Given request: Rewrite the records starting at the line containing "Query: boot sole" and ending at the line containing "(1024, 318)", with "backpack" replaced by "rucksack" and nothing else altered.

Supplied records:
----

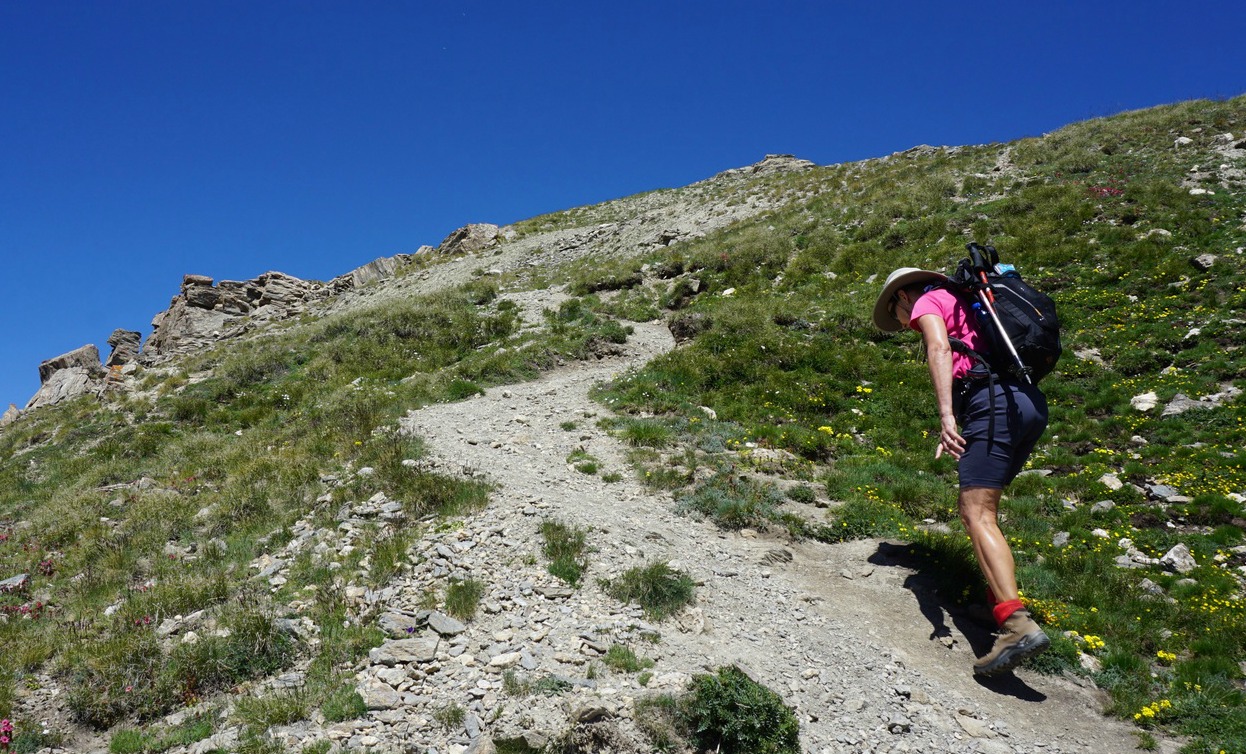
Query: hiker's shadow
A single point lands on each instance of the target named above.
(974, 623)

----

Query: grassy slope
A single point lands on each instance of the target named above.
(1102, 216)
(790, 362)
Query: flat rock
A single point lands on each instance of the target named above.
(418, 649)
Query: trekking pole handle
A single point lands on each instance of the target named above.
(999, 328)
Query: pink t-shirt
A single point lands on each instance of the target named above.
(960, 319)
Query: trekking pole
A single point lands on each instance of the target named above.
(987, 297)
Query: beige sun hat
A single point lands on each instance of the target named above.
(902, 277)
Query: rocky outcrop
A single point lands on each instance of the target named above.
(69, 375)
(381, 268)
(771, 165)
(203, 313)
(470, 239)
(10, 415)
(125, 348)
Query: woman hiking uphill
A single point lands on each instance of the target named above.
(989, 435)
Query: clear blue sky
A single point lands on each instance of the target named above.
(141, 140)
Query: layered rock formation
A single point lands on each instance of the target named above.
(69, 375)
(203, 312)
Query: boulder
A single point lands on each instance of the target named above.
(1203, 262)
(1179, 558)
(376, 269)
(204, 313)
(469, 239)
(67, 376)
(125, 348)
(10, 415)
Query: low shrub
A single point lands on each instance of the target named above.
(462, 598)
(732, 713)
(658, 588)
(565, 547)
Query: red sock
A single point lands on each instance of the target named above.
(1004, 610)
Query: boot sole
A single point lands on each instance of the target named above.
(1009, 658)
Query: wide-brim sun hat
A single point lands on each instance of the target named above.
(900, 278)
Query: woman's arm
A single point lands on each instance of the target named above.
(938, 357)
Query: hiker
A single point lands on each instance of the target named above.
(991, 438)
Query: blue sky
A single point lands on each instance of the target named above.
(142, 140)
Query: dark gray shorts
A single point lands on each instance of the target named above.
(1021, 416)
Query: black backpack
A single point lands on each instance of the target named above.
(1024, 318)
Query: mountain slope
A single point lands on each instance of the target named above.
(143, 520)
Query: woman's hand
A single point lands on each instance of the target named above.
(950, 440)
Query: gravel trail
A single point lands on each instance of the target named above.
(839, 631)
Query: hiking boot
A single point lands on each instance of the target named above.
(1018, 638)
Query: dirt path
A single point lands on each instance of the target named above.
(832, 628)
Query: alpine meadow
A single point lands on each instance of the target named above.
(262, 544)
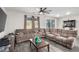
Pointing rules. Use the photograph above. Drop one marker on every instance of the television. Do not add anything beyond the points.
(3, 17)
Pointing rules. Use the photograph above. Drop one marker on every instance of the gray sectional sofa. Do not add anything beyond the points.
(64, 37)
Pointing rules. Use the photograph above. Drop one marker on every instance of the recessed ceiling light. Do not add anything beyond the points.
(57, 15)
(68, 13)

----

Reply to the task:
Query: boot sole
A single point lands on each instance of the target named above.
(1009, 658)
Query: wide-brim sun hat
A single point lands on each instance of the target named above.
(900, 278)
Query: woman's arm
A single point lands on each instance of the target named above.
(938, 357)
Query: hiker
A single point lands on each instance of the target named above.
(991, 438)
Query: blue sky
A single point lands on each instance of the target named above.
(142, 140)
Query: dark gray shorts
A single point lands on each instance of the target named above.
(1021, 416)
Query: black rucksack
A single point lands on each instance of the target named above.
(1024, 318)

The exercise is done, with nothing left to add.